**What the task asks:** Reply with nothing but how many lines in the entries below include "building".

Photo-based referring expression data:

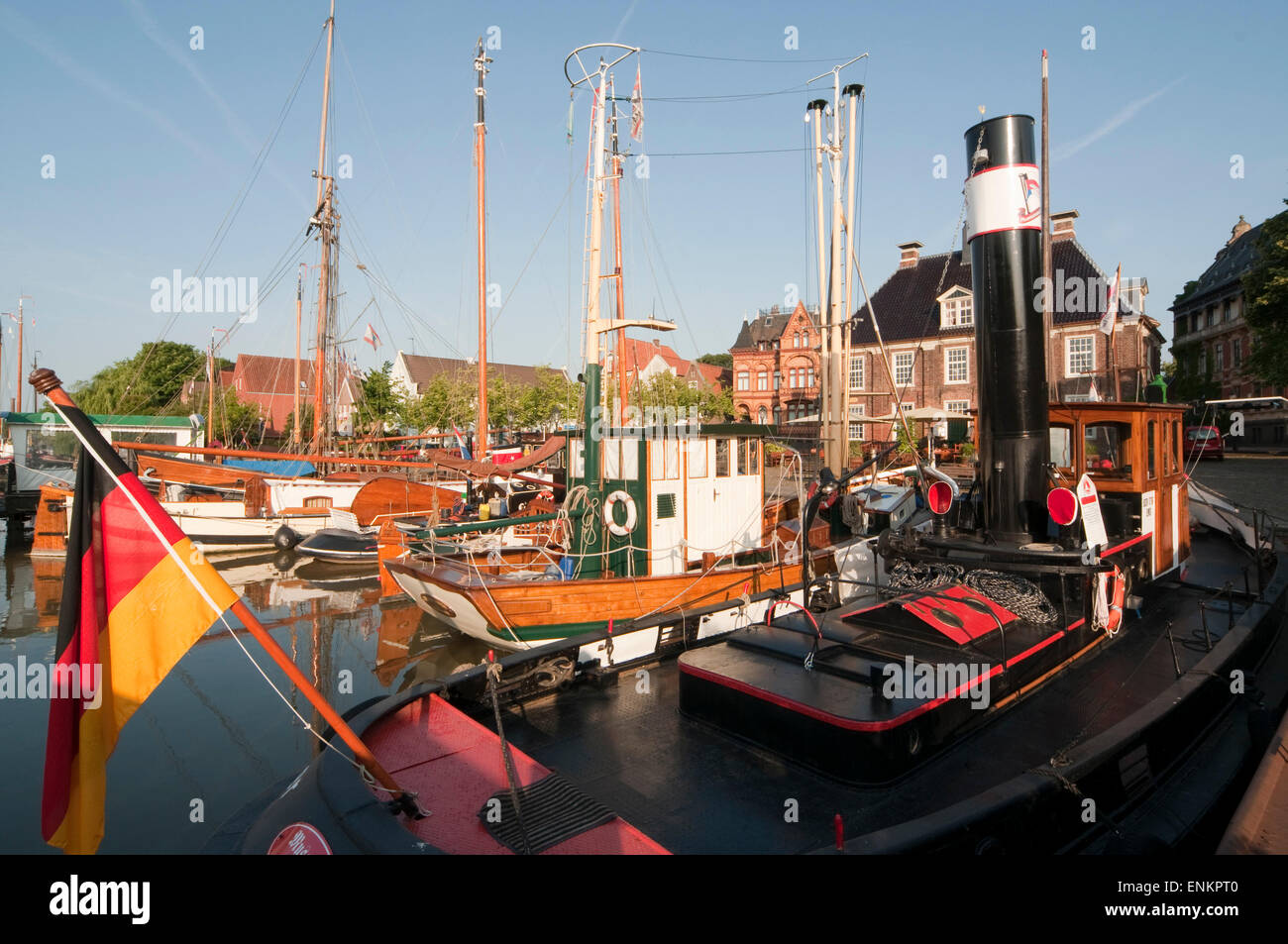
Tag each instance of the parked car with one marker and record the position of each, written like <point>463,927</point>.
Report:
<point>1203,442</point>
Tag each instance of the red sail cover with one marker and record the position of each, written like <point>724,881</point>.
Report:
<point>137,594</point>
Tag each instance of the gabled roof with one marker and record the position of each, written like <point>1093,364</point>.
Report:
<point>423,368</point>
<point>1229,266</point>
<point>764,327</point>
<point>261,373</point>
<point>907,308</point>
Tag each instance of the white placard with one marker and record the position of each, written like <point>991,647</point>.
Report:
<point>1089,504</point>
<point>1008,197</point>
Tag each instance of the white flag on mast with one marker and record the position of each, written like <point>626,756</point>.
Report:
<point>636,108</point>
<point>1107,322</point>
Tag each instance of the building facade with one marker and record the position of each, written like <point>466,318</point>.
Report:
<point>927,320</point>
<point>776,366</point>
<point>1211,340</point>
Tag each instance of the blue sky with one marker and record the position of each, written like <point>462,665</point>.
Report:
<point>153,143</point>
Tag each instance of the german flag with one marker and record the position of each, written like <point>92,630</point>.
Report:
<point>137,594</point>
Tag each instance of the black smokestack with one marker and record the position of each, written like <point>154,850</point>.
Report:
<point>1004,223</point>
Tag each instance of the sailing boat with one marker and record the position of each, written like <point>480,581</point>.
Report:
<point>656,519</point>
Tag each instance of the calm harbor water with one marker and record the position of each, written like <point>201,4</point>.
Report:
<point>214,730</point>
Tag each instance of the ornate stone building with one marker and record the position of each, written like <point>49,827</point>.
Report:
<point>1210,338</point>
<point>776,361</point>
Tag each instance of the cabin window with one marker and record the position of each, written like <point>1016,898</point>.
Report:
<point>631,459</point>
<point>698,459</point>
<point>1106,450</point>
<point>1061,447</point>
<point>612,459</point>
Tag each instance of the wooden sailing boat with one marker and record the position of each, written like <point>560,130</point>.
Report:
<point>661,518</point>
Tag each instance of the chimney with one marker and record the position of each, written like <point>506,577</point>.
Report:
<point>1061,226</point>
<point>1237,231</point>
<point>909,253</point>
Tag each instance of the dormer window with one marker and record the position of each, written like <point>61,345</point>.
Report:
<point>956,308</point>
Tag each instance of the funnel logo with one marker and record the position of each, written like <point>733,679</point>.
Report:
<point>1030,197</point>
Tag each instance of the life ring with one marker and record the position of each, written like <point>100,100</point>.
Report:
<point>1113,608</point>
<point>609,504</point>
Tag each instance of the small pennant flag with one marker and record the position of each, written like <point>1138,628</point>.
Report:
<point>1107,322</point>
<point>636,108</point>
<point>590,145</point>
<point>460,442</point>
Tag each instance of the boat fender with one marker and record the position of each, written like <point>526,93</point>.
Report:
<point>284,539</point>
<point>1111,610</point>
<point>609,504</point>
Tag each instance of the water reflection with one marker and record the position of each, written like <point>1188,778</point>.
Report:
<point>214,734</point>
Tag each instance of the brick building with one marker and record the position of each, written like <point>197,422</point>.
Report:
<point>776,374</point>
<point>927,320</point>
<point>1210,336</point>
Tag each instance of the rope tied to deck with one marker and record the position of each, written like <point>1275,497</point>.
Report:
<point>493,679</point>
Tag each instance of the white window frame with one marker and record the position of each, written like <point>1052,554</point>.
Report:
<point>952,304</point>
<point>1069,356</point>
<point>948,365</point>
<point>857,369</point>
<point>900,368</point>
<point>858,430</point>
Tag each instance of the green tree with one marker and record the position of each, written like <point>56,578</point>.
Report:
<point>724,360</point>
<point>147,382</point>
<point>1265,294</point>
<point>380,402</point>
<point>235,420</point>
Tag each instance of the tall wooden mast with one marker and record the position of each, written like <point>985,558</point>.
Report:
<point>323,223</point>
<point>481,438</point>
<point>296,433</point>
<point>20,351</point>
<point>1047,326</point>
<point>617,266</point>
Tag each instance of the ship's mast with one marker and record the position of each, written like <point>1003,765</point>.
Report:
<point>617,265</point>
<point>21,325</point>
<point>481,438</point>
<point>323,223</point>
<point>833,320</point>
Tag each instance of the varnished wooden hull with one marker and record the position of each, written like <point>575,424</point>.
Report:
<point>524,613</point>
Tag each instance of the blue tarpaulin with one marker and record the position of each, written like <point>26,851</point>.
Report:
<point>273,467</point>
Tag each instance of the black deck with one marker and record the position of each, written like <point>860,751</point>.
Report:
<point>698,789</point>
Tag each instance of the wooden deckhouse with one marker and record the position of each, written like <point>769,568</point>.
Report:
<point>1133,455</point>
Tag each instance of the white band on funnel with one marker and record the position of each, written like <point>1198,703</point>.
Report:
<point>1000,198</point>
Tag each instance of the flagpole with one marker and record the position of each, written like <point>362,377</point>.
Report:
<point>47,382</point>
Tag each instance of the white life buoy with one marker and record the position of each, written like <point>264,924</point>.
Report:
<point>1109,612</point>
<point>609,504</point>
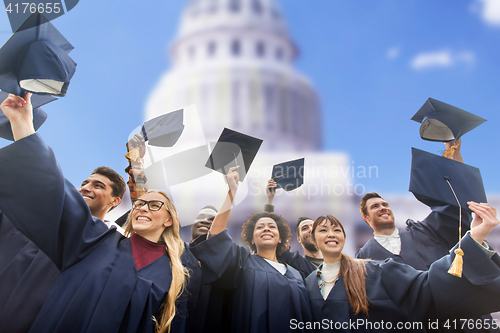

**Solved exercise:** 3